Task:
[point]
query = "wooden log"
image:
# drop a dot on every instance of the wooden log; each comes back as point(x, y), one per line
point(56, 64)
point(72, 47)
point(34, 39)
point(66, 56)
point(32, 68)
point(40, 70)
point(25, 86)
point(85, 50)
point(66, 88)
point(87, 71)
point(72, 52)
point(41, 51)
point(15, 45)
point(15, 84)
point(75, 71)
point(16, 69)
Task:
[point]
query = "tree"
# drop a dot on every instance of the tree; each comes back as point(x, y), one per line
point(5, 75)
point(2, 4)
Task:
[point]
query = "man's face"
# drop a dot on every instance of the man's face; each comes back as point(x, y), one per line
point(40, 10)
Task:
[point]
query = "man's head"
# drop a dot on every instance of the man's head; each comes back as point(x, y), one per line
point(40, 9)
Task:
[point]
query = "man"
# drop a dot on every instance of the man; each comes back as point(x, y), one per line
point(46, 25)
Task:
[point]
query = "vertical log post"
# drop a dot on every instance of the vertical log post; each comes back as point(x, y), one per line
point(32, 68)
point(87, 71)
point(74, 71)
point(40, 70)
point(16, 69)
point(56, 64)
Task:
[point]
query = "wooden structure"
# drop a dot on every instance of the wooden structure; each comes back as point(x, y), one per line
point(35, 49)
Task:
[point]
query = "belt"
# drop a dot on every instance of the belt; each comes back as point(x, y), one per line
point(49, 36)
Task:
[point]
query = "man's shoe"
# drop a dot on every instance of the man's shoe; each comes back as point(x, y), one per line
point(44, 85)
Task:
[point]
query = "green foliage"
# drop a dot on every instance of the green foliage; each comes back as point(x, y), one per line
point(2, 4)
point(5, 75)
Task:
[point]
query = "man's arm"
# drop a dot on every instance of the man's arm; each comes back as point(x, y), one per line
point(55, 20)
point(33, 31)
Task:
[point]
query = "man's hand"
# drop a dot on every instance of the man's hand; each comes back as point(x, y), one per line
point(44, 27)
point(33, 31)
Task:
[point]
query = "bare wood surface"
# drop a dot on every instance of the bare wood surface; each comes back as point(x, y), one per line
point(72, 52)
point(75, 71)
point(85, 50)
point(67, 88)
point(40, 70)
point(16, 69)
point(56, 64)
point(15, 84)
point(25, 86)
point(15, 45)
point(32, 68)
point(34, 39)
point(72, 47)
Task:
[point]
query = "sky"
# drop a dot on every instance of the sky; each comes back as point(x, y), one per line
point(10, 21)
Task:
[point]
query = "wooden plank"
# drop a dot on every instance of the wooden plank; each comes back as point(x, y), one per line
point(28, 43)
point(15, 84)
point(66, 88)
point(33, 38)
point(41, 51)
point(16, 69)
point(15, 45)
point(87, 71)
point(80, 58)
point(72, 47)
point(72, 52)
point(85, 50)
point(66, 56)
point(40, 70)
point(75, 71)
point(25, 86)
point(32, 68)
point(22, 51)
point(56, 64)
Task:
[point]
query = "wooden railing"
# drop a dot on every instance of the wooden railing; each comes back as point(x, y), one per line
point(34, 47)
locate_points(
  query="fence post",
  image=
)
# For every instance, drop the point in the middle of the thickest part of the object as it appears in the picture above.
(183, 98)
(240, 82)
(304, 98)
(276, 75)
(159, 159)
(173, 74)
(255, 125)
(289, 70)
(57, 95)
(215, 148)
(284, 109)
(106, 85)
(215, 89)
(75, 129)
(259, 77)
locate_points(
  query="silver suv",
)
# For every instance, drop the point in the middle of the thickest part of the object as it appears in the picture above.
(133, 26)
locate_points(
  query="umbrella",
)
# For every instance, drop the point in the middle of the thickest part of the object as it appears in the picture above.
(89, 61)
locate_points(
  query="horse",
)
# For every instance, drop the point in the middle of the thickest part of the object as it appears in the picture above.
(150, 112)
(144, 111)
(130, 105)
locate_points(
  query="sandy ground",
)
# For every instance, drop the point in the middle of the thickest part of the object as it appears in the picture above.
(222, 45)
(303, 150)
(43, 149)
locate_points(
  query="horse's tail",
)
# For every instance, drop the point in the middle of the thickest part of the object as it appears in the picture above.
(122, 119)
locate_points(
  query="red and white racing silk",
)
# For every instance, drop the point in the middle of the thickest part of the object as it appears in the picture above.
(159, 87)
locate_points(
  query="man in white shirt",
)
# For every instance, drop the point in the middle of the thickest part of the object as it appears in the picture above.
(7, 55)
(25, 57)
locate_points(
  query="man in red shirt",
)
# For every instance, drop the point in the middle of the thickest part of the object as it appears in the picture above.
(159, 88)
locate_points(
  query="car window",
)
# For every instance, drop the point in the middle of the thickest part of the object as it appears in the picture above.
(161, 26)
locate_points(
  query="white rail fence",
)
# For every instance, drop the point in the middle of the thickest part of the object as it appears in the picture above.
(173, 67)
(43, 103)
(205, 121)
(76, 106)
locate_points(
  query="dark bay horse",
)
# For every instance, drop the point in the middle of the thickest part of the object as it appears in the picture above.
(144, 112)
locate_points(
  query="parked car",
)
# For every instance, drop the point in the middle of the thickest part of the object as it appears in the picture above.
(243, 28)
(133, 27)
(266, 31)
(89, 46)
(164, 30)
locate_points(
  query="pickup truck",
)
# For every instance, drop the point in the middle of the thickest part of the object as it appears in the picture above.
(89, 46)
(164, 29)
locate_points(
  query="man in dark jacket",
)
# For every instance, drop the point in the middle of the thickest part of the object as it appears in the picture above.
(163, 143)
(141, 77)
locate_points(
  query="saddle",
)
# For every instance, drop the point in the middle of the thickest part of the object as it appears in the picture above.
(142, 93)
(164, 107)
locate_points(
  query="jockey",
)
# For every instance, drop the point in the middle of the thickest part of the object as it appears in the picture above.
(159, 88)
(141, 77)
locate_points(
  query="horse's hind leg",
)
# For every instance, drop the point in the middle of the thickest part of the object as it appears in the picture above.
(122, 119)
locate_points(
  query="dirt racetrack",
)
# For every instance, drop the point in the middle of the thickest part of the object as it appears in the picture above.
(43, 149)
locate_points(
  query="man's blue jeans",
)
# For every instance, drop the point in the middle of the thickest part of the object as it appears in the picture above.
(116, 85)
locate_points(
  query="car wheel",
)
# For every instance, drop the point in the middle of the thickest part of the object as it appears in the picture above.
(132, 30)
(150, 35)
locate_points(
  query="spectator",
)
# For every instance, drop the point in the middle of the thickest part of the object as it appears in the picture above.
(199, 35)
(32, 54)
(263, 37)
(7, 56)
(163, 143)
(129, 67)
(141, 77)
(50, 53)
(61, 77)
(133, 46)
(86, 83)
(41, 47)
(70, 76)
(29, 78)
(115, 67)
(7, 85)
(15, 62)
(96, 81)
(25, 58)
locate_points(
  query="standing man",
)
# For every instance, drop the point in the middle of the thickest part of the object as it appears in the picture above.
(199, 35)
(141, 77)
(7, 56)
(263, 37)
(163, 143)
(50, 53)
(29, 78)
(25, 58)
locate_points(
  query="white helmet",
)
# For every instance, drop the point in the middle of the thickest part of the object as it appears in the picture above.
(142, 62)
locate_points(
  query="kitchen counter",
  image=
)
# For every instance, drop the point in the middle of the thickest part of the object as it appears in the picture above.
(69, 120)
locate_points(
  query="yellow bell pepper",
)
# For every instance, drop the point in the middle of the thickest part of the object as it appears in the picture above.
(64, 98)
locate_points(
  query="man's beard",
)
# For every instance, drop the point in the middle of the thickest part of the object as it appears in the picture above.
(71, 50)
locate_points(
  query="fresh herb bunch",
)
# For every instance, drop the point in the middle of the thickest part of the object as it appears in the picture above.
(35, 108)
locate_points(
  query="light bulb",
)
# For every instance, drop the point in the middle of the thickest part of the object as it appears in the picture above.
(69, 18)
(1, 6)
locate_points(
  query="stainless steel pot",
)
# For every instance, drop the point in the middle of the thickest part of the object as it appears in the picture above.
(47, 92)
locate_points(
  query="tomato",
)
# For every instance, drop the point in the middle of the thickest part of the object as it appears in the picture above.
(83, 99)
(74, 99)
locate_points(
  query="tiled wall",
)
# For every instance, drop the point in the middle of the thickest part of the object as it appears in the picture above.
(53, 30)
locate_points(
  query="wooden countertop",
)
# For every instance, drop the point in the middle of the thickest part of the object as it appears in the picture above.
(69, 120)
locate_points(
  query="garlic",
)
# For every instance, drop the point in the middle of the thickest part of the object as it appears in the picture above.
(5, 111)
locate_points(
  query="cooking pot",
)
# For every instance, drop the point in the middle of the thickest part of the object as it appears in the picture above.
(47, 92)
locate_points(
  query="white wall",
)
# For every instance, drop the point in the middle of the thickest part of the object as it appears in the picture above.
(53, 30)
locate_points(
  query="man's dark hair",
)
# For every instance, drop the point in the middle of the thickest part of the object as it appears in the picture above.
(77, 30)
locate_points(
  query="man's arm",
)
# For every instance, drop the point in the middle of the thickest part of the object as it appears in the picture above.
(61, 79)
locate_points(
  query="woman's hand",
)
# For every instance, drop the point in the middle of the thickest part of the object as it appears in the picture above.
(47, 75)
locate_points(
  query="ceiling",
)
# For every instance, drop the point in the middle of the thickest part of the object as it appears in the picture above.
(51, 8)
* * *
▶ **WHAT TO WORK ON**:
Please copy out each line in the entries that mentions the string "horse".

▶ **SOLVED PROBLEM**:
  query="horse",
  query="horse's tail",
  query="dark bay horse",
  query="horse's hind leg",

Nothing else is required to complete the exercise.